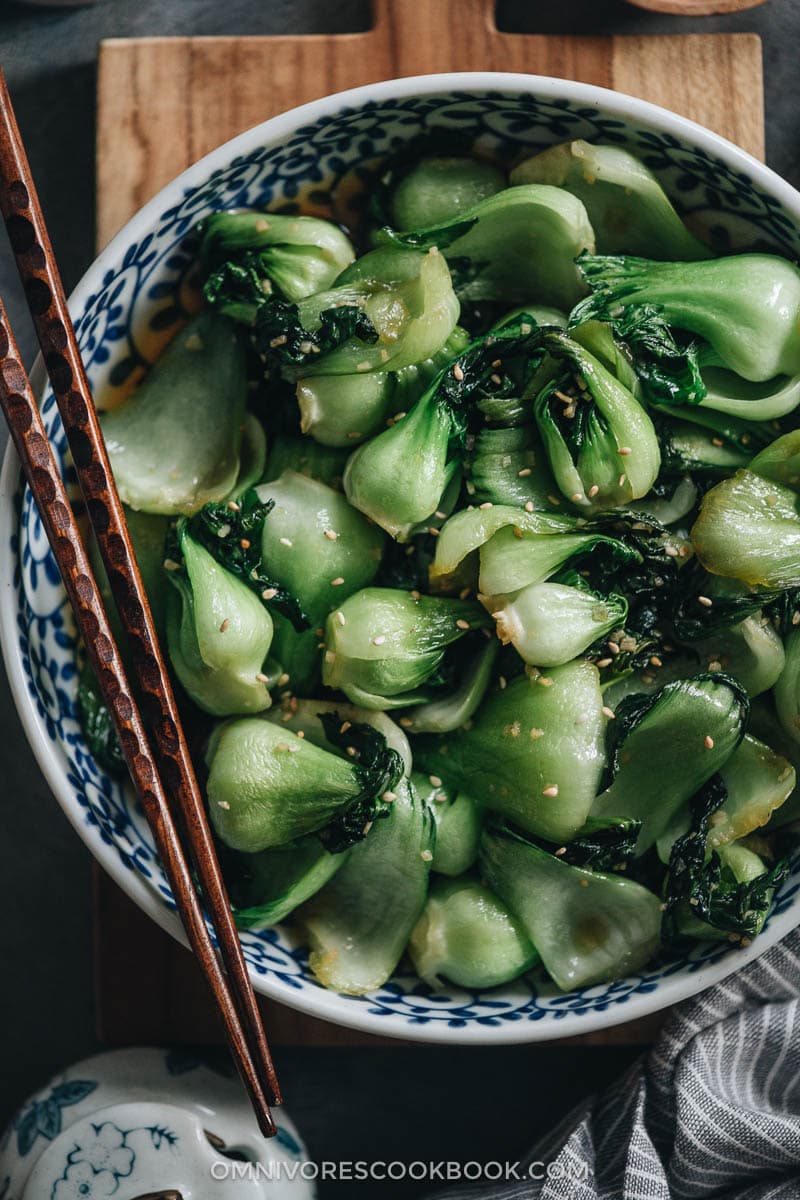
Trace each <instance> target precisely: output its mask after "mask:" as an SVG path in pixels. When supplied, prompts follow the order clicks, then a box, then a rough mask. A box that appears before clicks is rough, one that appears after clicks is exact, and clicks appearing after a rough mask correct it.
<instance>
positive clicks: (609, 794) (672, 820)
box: [591, 674, 750, 854]
mask: <svg viewBox="0 0 800 1200" xmlns="http://www.w3.org/2000/svg"><path fill="white" fill-rule="evenodd" d="M748 708H750V706H748V701H747V696H746V694H745V691H744V689H742V688H741V686H740V685H739V684H738V683H734V680H733V679H727V678H726V677H724V676H720V674H717V676H703V674H700V676H697V677H696V678H693V679H684V680H678V682H675V683H668V684H666V685H664V686H663V688H661V690H660V691H657V692H656V694H655V695H652V696H643V695H633V696H628V697H626V700H622V701H621V702H620V703H619V704H618V707H616V713H615V720H614V722H613V726H612V743H610V748H609V751H610V769H612V776H613V778H612V782H610V784H609V786H608V787H607V788H606V791H604V792H602V793H601V794H600V796H599V797H597V799H596V800H595V804H594V806H593V809H591V815H593V816H594V817H633V818H634V820H637V821H640V822H642V829H640V832H639V838H638V842H637V853H638V854H644V852H645V851H648V850H649V848H650V846H652V845H654V844H655V842H656V841H657V840H658V839H660V838H661V836H662V834H663V833H664V832H666V830H667V828H668V827H669V824H670V822H672V821H673V818H674V817H675V815H676V814H678V812H679V811H680V809H681V808H682V805H685V804H686V803H687V800H688V799H690V797H692V796H693V794H694V793H696V792H697V791H699V788H702V787H703V785H704V784H706V782H708V780H709V779H711V776H712V775H714V774H715V773H716V772H718V770H720V768H721V767H723V766H724V764H726V762H727V761H728V758H730V756H732V755H733V752H734V750H735V749H736V746H738V745H739V743H740V742H741V739H742V737H744V734H745V725H746V721H747V715H748Z"/></svg>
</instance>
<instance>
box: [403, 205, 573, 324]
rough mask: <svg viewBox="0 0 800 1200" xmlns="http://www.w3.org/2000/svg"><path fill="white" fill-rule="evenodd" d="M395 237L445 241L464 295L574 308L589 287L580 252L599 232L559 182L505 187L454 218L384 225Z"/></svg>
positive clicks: (447, 256) (461, 293)
mask: <svg viewBox="0 0 800 1200" xmlns="http://www.w3.org/2000/svg"><path fill="white" fill-rule="evenodd" d="M383 236H384V238H386V239H387V240H389V241H390V242H391V244H395V245H401V246H417V247H421V248H423V250H429V248H432V247H438V248H439V250H440V251H441V252H443V253H444V254H446V256H447V260H449V262H450V263H451V264H452V266H453V271H455V276H456V286H457V290H458V294H459V296H462V298H463V299H468V300H503V301H510V302H515V301H516V302H523V301H525V300H529V299H531V298H535V299H537V300H539V302H540V304H547V305H555V306H557V307H559V308H571V307H572V305H573V304H575V302H576V300H578V299H579V296H581V295H582V294H583V287H582V282H581V275H579V272H578V270H577V268H576V265H575V259H576V258H577V256H578V254H581V253H582V252H583V251H593V250H594V246H595V238H594V232H593V228H591V226H590V223H589V217H588V216H587V210H585V209H584V206H583V204H582V203H581V200H579V199H577V198H576V197H575V196H572V194H571V193H570V192H565V191H564V190H563V188H559V187H549V186H547V185H543V184H529V185H525V186H519V187H506V188H504V190H503V191H501V192H498V193H497V194H495V196H491V197H489V198H488V199H486V200H481V203H480V204H476V205H475V206H474V208H471V209H467V210H465V211H463V212H461V214H458V216H456V217H455V218H453V220H451V221H446V222H444V223H441V224H435V226H427V227H425V228H422V229H419V228H417V229H414V230H411V232H405V233H397V232H392V230H389V229H387V230H384V232H383Z"/></svg>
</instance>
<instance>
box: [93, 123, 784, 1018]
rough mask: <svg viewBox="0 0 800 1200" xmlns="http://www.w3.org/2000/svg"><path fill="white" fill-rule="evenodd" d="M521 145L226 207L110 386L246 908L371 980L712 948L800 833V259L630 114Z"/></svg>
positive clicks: (121, 479)
mask: <svg viewBox="0 0 800 1200" xmlns="http://www.w3.org/2000/svg"><path fill="white" fill-rule="evenodd" d="M487 146H488V143H486V142H485V140H483V139H481V140H480V142H479V143H477V145H476V146H475V148H474V146H473V145H471V143H469V140H468V139H464V138H462V137H457V136H455V134H453V133H452V131H451V130H450V128H447V130H446V131H444V132H443V133H441V134H439V133H435V132H434V133H432V134H431V136H429V137H426V138H425V139H421V140H419V142H413V143H405V144H402V145H401V146H399V149H398V150H397V151H396V152H395V154H392V156H391V157H390V158H387V160H386V161H385V162H384V163H383V164H380V163H379V164H374V163H373V164H369V166H368V169H365V170H363V172H356V173H355V174H354V176H353V178H354V179H355V176H356V175H357V178H359V179H360V180H362V182H363V186H365V187H366V188H367V191H368V194H366V196H363V197H357V199H356V202H355V203H353V204H350V199H351V196H350V182H349V181H348V186H347V196H344V192H342V194H338V193H339V190H338V188H337V190H336V192H337V196H336V200H335V203H336V205H337V210H339V211H341V212H344V211H345V209H344V205H347V212H348V214H350V215H351V216H353V221H354V223H353V227H351V228H348V229H347V230H344V229H343V228H339V227H338V226H336V224H335V223H333V222H332V221H327V220H324V218H321V217H320V216H317V215H314V216H306V215H302V214H294V212H289V211H283V212H279V214H272V212H266V211H247V210H236V211H229V212H218V214H212V215H211V216H207V217H206V218H205V220H204V222H203V224H201V228H200V230H199V233H200V235H201V256H200V271H201V283H203V295H204V300H205V307H204V308H203V311H201V312H199V313H198V314H197V316H194V317H192V318H191V319H190V320H188V323H187V324H186V325H185V326H184V328H181V329H180V330H179V331H178V332H176V335H175V337H174V340H173V342H172V343H170V344H169V346H168V348H167V349H166V352H164V353H163V354H162V355H161V358H160V359H158V360H157V362H156V364H155V365H154V366H152V368H151V370H150V371H149V373H148V374H146V376H145V378H144V382H143V383H142V384H140V385H139V388H138V389H137V390H136V391H133V392H132V394H131V395H130V396H127V397H126V398H125V401H124V402H122V403H121V404H120V406H119V407H118V408H113V409H109V410H107V412H104V413H103V416H102V420H103V427H104V431H106V436H107V440H108V445H109V454H110V457H112V463H113V467H114V470H115V474H116V479H118V485H119V488H120V493H121V496H122V499H124V502H125V503H126V505H127V509H128V512H130V520H131V532H132V536H133V540H134V542H136V551H137V557H138V558H139V562H140V566H142V570H143V575H144V576H145V586H146V589H148V594H149V596H150V599H151V604H152V605H154V610H155V613H156V618H157V620H158V623H160V626H161V628H163V629H164V631H166V646H167V650H168V653H169V658H170V661H172V666H173V670H174V674H175V677H176V680H178V682H179V684H180V685H181V686H180V689H179V700H180V703H181V706H182V707H184V712H185V718H186V721H187V726H188V733H190V736H191V739H192V744H197V745H198V746H201V748H203V749H204V752H205V761H206V766H207V785H206V792H207V803H209V811H210V817H211V822H212V826H213V829H215V834H216V838H217V840H218V842H219V852H221V860H222V863H223V870H224V871H225V876H227V881H228V886H229V888H230V896H231V901H233V906H234V912H235V917H236V920H237V923H239V926H240V928H241V929H242V930H251V931H253V932H254V935H255V936H258V935H259V934H260V931H263V930H267V929H269V928H270V926H272V925H273V924H276V923H278V922H283V920H288V922H290V923H291V924H293V928H294V931H295V932H294V935H293V936H294V937H295V938H300V940H305V944H306V946H307V947H308V949H309V965H311V970H312V971H313V972H314V974H315V977H317V979H318V980H319V983H320V984H323V985H324V986H326V988H332V989H335V990H338V991H342V992H344V994H348V995H362V994H365V992H371V991H373V990H374V989H379V988H383V986H384V984H386V983H387V980H389V979H390V977H391V976H392V972H395V971H396V970H397V968H398V966H399V965H401V962H403V966H402V970H403V971H404V972H408V971H409V970H413V971H415V972H416V973H417V974H419V977H420V980H421V982H420V984H419V988H425V986H431V988H438V986H444V988H446V989H453V988H456V989H458V988H464V989H468V990H469V991H475V990H481V989H488V988H495V986H501V985H505V984H509V983H510V982H512V980H515V979H517V978H519V977H521V976H527V982H525V988H528V986H529V985H530V986H534V988H540V986H545V988H559V989H570V990H575V989H582V988H591V986H594V985H602V984H606V983H607V982H609V980H613V979H616V978H619V977H621V976H624V974H626V973H628V972H633V973H637V972H640V971H645V970H648V964H649V962H651V961H652V960H654V959H657V956H658V955H660V954H664V953H666V954H668V955H673V954H674V955H679V956H680V955H684V954H685V953H687V948H688V947H690V944H691V943H692V942H694V943H699V944H700V947H702V946H703V944H705V946H706V947H708V953H712V954H714V955H718V954H720V953H721V950H720V947H718V946H715V943H718V942H721V941H729V942H730V943H732V944H733V943H734V942H735V943H741V944H747V942H748V941H750V940H751V938H752V937H754V936H756V935H758V932H759V931H760V930H762V929H763V926H764V923H765V922H766V919H768V916H769V912H770V906H771V904H772V900H774V898H775V896H776V895H778V896H780V895H781V894H782V893H781V892H780V889H781V888H782V886H783V881H784V878H786V877H787V874H788V871H789V870H790V869H792V864H793V862H794V859H793V857H792V856H793V854H796V848H798V844H799V840H800V787H799V786H798V773H799V770H800V428H799V426H800V270H799V269H798V266H796V265H795V264H794V263H793V262H789V260H788V259H786V258H782V257H780V254H777V253H770V252H769V247H765V246H764V244H763V240H758V241H757V240H754V239H752V240H751V242H750V245H751V246H757V247H758V248H757V250H752V251H751V252H747V253H734V254H728V256H726V257H715V254H714V251H712V250H711V245H710V239H709V245H706V244H705V241H704V240H703V239H704V236H705V234H704V229H703V226H704V224H705V223H706V222H705V215H703V221H700V217H698V218H697V232H698V234H699V235H696V229H694V226H693V223H692V222H693V220H694V218H688V220H690V224H692V227H691V228H690V227H688V226H687V224H685V223H684V221H682V220H681V216H680V205H678V206H674V205H673V203H672V200H673V198H674V196H673V194H667V192H666V191H664V188H663V187H662V185H661V181H660V179H658V178H656V175H655V174H652V172H651V170H650V169H649V166H648V163H650V158H648V160H646V163H645V162H643V161H639V160H638V158H637V157H636V156H634V155H633V154H631V152H630V151H628V150H626V149H622V148H621V146H620V145H603V144H594V143H587V142H582V140H572V142H569V143H564V144H561V145H555V146H551V148H549V149H543V150H540V151H539V152H535V154H533V155H531V154H530V140H529V142H528V145H527V146H522V145H521V150H522V154H521V155H519V156H517V157H516V158H515V160H513V161H509V162H503V161H499V160H498V161H489V158H488V157H487ZM488 152H489V154H493V152H494V150H493V149H492V148H488ZM515 163H516V164H515ZM664 178H666V176H664ZM342 202H344V204H343V203H342ZM314 203H315V208H318V206H319V197H315V199H314ZM759 239H763V233H760V234H759ZM365 247H367V248H365ZM359 248H363V250H365V252H363V253H359V252H357V250H359ZM79 710H80V714H82V720H83V725H84V731H85V736H86V740H88V744H89V746H90V749H91V752H92V754H95V756H96V758H97V762H98V764H101V766H102V767H104V768H107V769H109V770H118V769H119V768H120V764H121V757H120V754H119V748H118V745H116V742H115V738H114V736H113V732H112V730H113V727H112V724H110V720H109V716H108V713H107V712H106V709H104V707H103V706H102V702H101V701H100V695H98V691H97V689H96V686H95V684H94V679H92V678H91V677H90V674H89V673H86V672H85V671H84V673H83V674H82V677H80V682H79ZM704 953H706V952H704V950H703V949H694V950H692V954H693V955H698V954H699V955H700V956H703V954H704ZM548 980H549V982H548ZM390 986H393V985H392V984H390Z"/></svg>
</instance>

**Task to complete**
From the first line through the line with "positive clicks: (609, 794) (672, 820)", output those lines of the entries above exactly, and nothing else, with the pictures left out.

**Solution to the problem**
Trace each <instance> target precisely: output its mask after "mask:" as an SVG path in pixels. When supplied, prompts follow the order clicks, then a box, then a rough mask. A box that appears before clicks is rough, one that appears after clicks is exact, and clicks appearing after a rough mask correct it.
<instance>
positive clicks: (609, 794) (672, 820)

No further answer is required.